◆ WHAT YOU NEED TO DO: Rewrite the listing below with every "pixel coordinates" swapped for "image coordinates" and all else left unchanged, and don't include the pictures.

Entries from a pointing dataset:
----

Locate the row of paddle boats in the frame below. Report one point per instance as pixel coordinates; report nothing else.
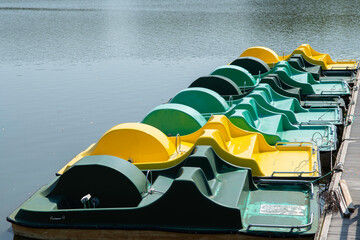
(239, 151)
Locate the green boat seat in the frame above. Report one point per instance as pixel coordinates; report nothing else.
(202, 99)
(222, 85)
(168, 118)
(254, 65)
(291, 107)
(240, 76)
(280, 87)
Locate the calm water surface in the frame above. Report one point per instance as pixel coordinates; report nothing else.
(70, 70)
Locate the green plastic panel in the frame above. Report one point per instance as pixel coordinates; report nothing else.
(174, 118)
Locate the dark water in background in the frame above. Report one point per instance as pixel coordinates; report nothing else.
(70, 70)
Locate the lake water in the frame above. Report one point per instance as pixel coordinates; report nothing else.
(70, 70)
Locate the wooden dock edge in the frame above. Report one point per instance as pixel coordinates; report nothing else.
(325, 220)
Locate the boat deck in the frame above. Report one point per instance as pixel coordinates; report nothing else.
(335, 226)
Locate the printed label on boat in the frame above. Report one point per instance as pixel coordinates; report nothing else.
(278, 209)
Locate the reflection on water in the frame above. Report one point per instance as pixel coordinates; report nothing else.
(70, 70)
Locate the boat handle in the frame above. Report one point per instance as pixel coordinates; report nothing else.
(292, 227)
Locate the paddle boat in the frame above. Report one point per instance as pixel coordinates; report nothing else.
(106, 197)
(270, 100)
(150, 149)
(306, 82)
(283, 84)
(197, 104)
(340, 67)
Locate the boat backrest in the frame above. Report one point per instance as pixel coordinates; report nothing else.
(220, 84)
(202, 100)
(114, 182)
(173, 118)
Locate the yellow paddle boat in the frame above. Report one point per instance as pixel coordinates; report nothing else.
(150, 149)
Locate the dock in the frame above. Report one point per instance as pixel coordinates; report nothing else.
(336, 225)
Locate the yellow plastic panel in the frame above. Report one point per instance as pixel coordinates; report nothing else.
(266, 54)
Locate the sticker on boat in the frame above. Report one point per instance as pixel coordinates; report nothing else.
(278, 209)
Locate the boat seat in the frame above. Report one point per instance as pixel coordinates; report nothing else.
(254, 65)
(220, 84)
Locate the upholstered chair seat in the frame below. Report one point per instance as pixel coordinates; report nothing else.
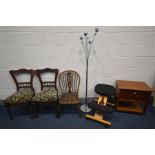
(20, 97)
(46, 95)
(23, 79)
(69, 98)
(69, 82)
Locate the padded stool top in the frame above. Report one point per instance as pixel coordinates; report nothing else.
(105, 90)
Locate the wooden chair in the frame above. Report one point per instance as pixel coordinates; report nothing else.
(25, 90)
(49, 93)
(69, 82)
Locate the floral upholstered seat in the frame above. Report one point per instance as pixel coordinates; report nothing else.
(20, 97)
(46, 95)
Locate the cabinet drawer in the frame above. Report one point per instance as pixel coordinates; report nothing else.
(133, 95)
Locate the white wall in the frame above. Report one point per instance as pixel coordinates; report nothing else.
(119, 53)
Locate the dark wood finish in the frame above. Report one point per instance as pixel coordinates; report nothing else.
(19, 85)
(46, 84)
(132, 96)
(69, 82)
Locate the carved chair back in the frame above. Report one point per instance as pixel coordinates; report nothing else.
(69, 81)
(24, 84)
(50, 83)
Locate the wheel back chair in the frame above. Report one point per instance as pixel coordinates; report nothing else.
(49, 93)
(25, 90)
(104, 104)
(69, 82)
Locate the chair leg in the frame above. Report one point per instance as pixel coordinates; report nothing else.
(36, 110)
(58, 108)
(9, 112)
(79, 111)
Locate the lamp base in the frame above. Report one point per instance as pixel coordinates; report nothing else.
(85, 108)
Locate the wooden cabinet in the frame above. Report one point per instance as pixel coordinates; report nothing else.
(132, 96)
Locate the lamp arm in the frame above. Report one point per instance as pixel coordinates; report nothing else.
(91, 45)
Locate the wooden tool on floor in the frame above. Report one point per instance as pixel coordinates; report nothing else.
(101, 104)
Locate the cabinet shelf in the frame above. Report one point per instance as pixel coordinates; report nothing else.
(130, 107)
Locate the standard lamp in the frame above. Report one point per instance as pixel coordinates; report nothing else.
(87, 46)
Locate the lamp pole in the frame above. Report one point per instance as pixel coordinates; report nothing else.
(87, 45)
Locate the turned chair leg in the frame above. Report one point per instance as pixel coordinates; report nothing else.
(58, 110)
(9, 112)
(79, 111)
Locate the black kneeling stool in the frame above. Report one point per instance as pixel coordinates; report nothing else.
(103, 103)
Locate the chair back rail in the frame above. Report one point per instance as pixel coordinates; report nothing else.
(51, 83)
(19, 85)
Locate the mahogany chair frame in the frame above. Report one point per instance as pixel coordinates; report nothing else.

----

◆ RESPONSE:
Locate the row of paddle boats in the frame below. Report one point per instance as image coordinates; report nothing else.
(239, 151)
Locate the green boat seat in the frame above. Report one point per instance as image coordinates; report nothing else.
(202, 99)
(222, 85)
(168, 118)
(254, 65)
(291, 107)
(240, 76)
(280, 87)
Locate the calm water surface in the frame above. Report one point per instance as image coordinates; report nothing else.
(70, 70)
Locate the green plastic panel in the frame above. Report one point per instance as image coordinates; report nothing else.
(174, 118)
Locate the dark water in background in the frame above. Report one point per instance as image coordinates; report nothing else.
(70, 70)
Locate the lake water in the frame above. Report one point per instance as image coordinates; report nothing else.
(70, 70)
Locate the wooden dock edge in the frame above. Report one point per instance as image coordinates; report nothing else.
(325, 220)
Locate the boat deck in the frame above. Report one point per instance as image coordinates; report nothing else.
(335, 226)
Locate the printed label on boat in the frame above. Report one point per instance as image coordinates; report nothing else.
(278, 209)
Locate the reflection on water in the frame above. Report one point per instance as image coordinates; report nothing else.
(70, 70)
Locate the boat handle in the frame above. Report one point per instance as image coordinates; report nothing else.
(292, 227)
Locate the paddle boat in the frame above. Report one point per instance as image coordinates; report nothing else.
(106, 197)
(270, 100)
(150, 149)
(306, 82)
(283, 84)
(197, 104)
(340, 67)
Locate the boat backrest in the frame above. Report one point per instance as image coordinates; report nothing else.
(220, 84)
(202, 100)
(114, 182)
(173, 118)
Locate the yellow paddle boat in the frame above. Report one point per instance as image coordinates; report nothing else.
(150, 149)
Locate the dock in the frame above. Report one point per instance as image coordinates; report nothing else.
(336, 225)
Locate the yellow plastic panel in the frame above. Report one point per instance as image coordinates; report nothing else.
(266, 54)
Locate the sticker on boat in the frame above. Report one point per instance as image coordinates; report nothing else.
(278, 209)
Locate the boat seat in the frame above. Report one point per instance as image coordinates; report nothing else.
(254, 65)
(220, 84)
Locate the upholstered chair seat in the frame below. Report one point per instance as image coordinates; report nothing else.
(20, 97)
(46, 95)
(23, 79)
(69, 98)
(69, 82)
Locate the padded stool top in the frame above. Report one point per instance as image coordinates; report nothing else.
(105, 90)
Locate the wooden chair in the frame above. Report one point per instance as image coordinates; report nothing else.
(25, 90)
(49, 93)
(69, 82)
Locate the floral upholstered seat in the frame above. Report one point per instance as image coordinates; report nothing else.
(20, 97)
(46, 95)
Locate the cabinet drawer in the frame above. Report one point per instance as image coordinates; report nothing else.
(133, 95)
Locate the white wall in the frame above. Report one point per instance as image coordinates; report nothing else.
(119, 53)
Locate the dark wood finish in the frame above. Report one point per instance as image coordinates; report nothing else.
(19, 85)
(46, 84)
(132, 96)
(69, 82)
Locate the carved chair back in the frame above. Report one point per instance as image coordinates; report nothing else.
(69, 81)
(24, 84)
(50, 83)
Locate the wheel back chair in the frame above. Report one point per instance as image coordinates; report nothing else.
(49, 93)
(25, 90)
(104, 104)
(69, 82)
Locate the chair leg in the frame above. Report one point per instance as image coordinates; report nothing else.
(36, 110)
(58, 108)
(9, 112)
(79, 111)
Locate the lamp base in the frame above. Report one point per instance as image coordinates; report nothing else.
(85, 108)
Locate the wooden cabinet in the frame above. Report one point per instance as image coordinates; report nothing else.
(132, 96)
Locate the lamp arm in the frame above. Report one point per instance as image coordinates; report nothing else.
(91, 45)
Locate the wooden tool on floor in the frame above. Report one point per instance as image coordinates; report nothing else.
(101, 104)
Locate the cabinet shelf in the frame above. Report one point per instance as image coordinates; report nothing else.
(130, 107)
Locate the standard lamp in the frame above. Report one point per instance as image coordinates; report nothing else.
(87, 46)
Locate the lamp pole in the frame above. Report one point per instance as image coordinates; report nothing else.
(87, 45)
Locate the turned chair leg in the frame above. Report one point per instance as image coordinates; report nothing else.
(58, 110)
(9, 112)
(79, 111)
Locate the black kneeling stool in the frame above. Report one point per instance as image coordinates; report nothing else.
(103, 103)
Locate the chair back rail in the frame above. Report one point per instance as image coordinates; report nothing else.
(51, 83)
(19, 85)
Locate the mahogany chair frame in the frame above. Report one point per instance as image coordinates; report nothing else.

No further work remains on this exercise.